___ INPUT MATERIAL ___

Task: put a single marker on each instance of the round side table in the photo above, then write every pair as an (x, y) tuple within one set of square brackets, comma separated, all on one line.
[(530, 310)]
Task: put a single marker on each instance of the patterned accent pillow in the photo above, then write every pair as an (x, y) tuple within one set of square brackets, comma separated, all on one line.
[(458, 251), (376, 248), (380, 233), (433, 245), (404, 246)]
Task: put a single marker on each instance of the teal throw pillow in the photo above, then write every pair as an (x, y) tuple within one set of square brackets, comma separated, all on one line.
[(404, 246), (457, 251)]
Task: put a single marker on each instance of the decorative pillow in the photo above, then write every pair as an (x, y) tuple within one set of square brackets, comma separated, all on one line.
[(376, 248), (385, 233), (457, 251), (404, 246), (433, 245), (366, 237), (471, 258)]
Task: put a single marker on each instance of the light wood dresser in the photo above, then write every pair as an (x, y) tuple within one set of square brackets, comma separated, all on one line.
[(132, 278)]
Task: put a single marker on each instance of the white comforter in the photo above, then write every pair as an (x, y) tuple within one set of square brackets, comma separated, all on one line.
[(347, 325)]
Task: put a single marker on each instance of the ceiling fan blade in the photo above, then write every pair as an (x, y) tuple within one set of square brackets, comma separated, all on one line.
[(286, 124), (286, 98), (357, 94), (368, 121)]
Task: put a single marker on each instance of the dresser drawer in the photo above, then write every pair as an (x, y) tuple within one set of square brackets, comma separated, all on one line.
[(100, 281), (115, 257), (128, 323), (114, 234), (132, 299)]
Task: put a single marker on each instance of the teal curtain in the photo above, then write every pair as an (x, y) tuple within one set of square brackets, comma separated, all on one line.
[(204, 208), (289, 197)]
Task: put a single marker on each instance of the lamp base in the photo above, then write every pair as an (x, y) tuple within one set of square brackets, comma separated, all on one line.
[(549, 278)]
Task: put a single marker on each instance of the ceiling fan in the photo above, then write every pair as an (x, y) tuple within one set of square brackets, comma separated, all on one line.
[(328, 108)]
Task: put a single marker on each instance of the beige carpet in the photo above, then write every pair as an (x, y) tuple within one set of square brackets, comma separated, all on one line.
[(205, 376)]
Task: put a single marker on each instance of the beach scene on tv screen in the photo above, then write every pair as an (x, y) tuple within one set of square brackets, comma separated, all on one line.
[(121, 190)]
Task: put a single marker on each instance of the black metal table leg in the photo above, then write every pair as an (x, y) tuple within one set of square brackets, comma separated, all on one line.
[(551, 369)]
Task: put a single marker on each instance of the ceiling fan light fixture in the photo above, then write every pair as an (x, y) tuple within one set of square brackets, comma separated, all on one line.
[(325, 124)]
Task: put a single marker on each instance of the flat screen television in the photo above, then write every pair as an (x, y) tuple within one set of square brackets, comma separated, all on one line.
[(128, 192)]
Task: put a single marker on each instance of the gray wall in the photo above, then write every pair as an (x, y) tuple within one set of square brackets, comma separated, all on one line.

___

> **REQUIREMENT**
Transcribe each entry exactly as it appears.

> **RESPONSE TO THE EXERCISE**
Task: put a single marker on each instance of the round side table in the photo above, then write every pair as an (x, y) tuple within one set of square brackets, comma separated, all on one line.
[(530, 310)]
Task: put a single marker on each instance of the patterned accent pillow in the photo above, then write every pair as an (x, y) tuple within one set of square brackets, comma separated, all on one line.
[(458, 251), (376, 248), (380, 233), (433, 245), (404, 246)]
Task: put a single marker on each instance of the teal throw pillow in the photo above, then write every pair as an (x, y) tuple within one set of square brackets, comma separated, all on one line.
[(404, 246), (457, 251)]
Task: put a single marker on each instance of the decorative pillow in the photo above, then write every pair as an (x, y) tuple within one set of square brackets, comma separated, all on one line.
[(376, 248), (385, 233), (457, 251), (404, 246), (433, 245), (366, 237), (471, 258)]
Task: put a single marker on each instance of the light wood dresser in the photo above, then write every pair as an (x, y) tuple within one set of square brackets, comma separated, all on one line.
[(132, 278)]
Task: put a single marker on each instance of the white comforter in the photo above, then write every pair as an (x, y) tuple within one set of square brackets, comma separated, all on one line.
[(347, 325)]
Task: put a single marker on each instance of the ceiling fan blade in the photo above, then write every pair as an (x, y) tuple within one set of square brackets, comma separated, all on one line.
[(286, 124), (286, 98), (357, 94), (368, 121)]
Task: put a single marker on each instance of the dresser drawer in the photo above, then write every pair as an (x, y) tuple within one set of square brackets, comma separated, all on one line.
[(100, 281), (115, 257), (128, 323), (114, 234), (132, 299)]
Task: put a single marker on each instance of the teal curtain in the photo above, then write every pair as an (x, y) tuple within one set of square brackets, comma separated, all on one line.
[(204, 208), (289, 197)]
Task: put a single marker on each instance of the lamp base in the photo above, then write every pair as an (x, y) tuple within one set of square brackets, comma separated, all on one line.
[(549, 278)]
Task: put a single marker on each instance of the ceiling fan in the photo above, then write every pair as an (x, y) tuple within one set of square brackets, comma separated, all on one line.
[(328, 108)]
Task: put a single marker on each instance of the beige carpet in the photo above, then write every pair as an (x, y) tuple within one set of square brackets, comma separated, all on one line.
[(205, 376)]
Task: put a single marker on each instance of the beach scene on tv screen in the photo above, then write every pair as an (x, y) tuple within one set of square brackets, comma separated, all on one line.
[(121, 190)]
Task: put a single marker on each instance of the black metal table leg in the photo above, then write every pair as an (x, y) tuple within one set of square brackets, comma separated, all on one line.
[(551, 369)]
Task: put a single marker on each instance of the ceiling fan light fixture in the photo above, then write every pair as an (x, y) tuple within one set of square brackets, comma separated, all on one line.
[(325, 124)]
Task: put a single marker on each instance of the flat screen television in the photo above, then write every pair as an (x, y) tuple within one set of square brackets, comma separated, all on one line.
[(128, 192)]
Task: put a single marker on each instance of the gray wall in the photo above, then write every pair as an (x, y) tuple within one set of square brackets, comma separated, all on one line.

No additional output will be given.